__WORK REQUEST__
Using the records that follow, tally the lines containing the word "fountain" and state only the count.

Natural language region descriptions:
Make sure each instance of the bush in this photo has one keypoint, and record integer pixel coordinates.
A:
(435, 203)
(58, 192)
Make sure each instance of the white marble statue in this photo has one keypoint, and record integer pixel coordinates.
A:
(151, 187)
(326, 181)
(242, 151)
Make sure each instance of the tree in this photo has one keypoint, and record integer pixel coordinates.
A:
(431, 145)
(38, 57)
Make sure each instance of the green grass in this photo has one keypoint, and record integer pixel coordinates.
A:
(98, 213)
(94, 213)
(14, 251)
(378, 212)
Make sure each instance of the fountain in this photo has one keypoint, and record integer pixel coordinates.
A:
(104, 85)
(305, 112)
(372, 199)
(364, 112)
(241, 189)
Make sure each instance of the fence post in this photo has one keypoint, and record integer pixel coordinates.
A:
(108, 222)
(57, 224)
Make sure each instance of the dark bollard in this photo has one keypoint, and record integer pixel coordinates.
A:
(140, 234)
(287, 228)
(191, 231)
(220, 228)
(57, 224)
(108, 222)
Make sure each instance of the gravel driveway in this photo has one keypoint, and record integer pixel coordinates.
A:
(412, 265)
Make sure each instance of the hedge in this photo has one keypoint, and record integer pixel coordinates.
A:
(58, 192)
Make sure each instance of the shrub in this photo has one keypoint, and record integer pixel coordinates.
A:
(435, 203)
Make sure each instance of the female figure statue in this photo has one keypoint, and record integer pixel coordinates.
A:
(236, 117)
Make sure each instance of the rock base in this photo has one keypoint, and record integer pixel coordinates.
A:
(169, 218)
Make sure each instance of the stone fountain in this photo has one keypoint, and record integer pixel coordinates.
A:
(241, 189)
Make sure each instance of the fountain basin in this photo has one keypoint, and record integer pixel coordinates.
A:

__RESPONSE TO THIS EXERCISE__
3